- _Task to carry out_
Copy out the lines below, starting with the line containing "Can you find the black cab" and continuing through the last line of the records, both ends included.

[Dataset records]
- - - - - - -
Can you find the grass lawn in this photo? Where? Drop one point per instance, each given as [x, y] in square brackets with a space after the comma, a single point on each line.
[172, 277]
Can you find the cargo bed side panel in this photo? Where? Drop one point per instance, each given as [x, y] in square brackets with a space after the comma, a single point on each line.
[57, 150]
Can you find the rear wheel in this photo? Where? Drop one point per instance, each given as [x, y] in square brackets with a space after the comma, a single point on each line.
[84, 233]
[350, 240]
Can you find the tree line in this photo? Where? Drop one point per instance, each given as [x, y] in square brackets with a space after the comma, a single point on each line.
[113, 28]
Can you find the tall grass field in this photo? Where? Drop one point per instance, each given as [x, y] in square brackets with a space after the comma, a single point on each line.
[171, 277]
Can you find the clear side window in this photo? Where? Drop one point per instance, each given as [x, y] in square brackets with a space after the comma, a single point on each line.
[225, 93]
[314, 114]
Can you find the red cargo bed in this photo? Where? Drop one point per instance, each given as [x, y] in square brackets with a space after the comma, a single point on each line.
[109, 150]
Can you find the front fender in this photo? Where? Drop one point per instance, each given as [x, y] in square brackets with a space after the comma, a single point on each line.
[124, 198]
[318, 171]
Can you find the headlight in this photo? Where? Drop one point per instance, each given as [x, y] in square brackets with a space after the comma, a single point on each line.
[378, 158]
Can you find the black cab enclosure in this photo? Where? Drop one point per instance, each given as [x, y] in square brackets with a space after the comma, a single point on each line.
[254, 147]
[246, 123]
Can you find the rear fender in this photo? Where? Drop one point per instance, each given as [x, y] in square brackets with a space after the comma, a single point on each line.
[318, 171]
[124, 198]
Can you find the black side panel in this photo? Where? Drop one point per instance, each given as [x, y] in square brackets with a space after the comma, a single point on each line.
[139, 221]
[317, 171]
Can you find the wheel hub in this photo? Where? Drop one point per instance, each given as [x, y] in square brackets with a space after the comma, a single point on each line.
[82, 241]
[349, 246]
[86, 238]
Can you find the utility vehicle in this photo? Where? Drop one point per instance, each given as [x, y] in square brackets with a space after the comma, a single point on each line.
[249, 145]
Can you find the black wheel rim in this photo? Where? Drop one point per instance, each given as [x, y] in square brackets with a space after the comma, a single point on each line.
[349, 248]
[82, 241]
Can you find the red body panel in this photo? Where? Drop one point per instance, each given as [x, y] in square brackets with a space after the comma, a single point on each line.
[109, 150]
- - - - - - -
- _Expected answer_
Can you find the black cab enclosure in this photo? Where? Drop one point per instance, each given as [x, y] in square brackets with a space after the comma, a single point on each line.
[254, 147]
[246, 123]
Can you find the rear fender in this photo? Where? Drop one point per instance, each given as [x, y] in square brackets with a space after the comma, a single point on each line.
[318, 171]
[124, 198]
Can you find the black side panel in this photo? Where? Drop one point per instance, each given as [x, y] in square brackets with a space after the comma, a single point on each line.
[139, 221]
[317, 171]
Can you find the wheel hub in this photo? Where? Drop one point per instance, each given as [x, y] in square brackets with a space after the comma, a single point on each line.
[82, 241]
[349, 246]
[86, 238]
Can you find the utility vehicle in this photo? Where? Drop one point per instance, each given as [x, y] in square brackets with a space after the comma, a single point on each line.
[249, 145]
Can you find the black wheel rim in this photo? Where? Drop one point per instance, each given as [x, y] in square brackets with a space after the comma, a single point on each line.
[349, 248]
[82, 241]
Can you find the red body panel in this photo? Where? Drop one point per instance, each given as [x, y] in square brackets with a space after the comma, a single point on each line.
[109, 150]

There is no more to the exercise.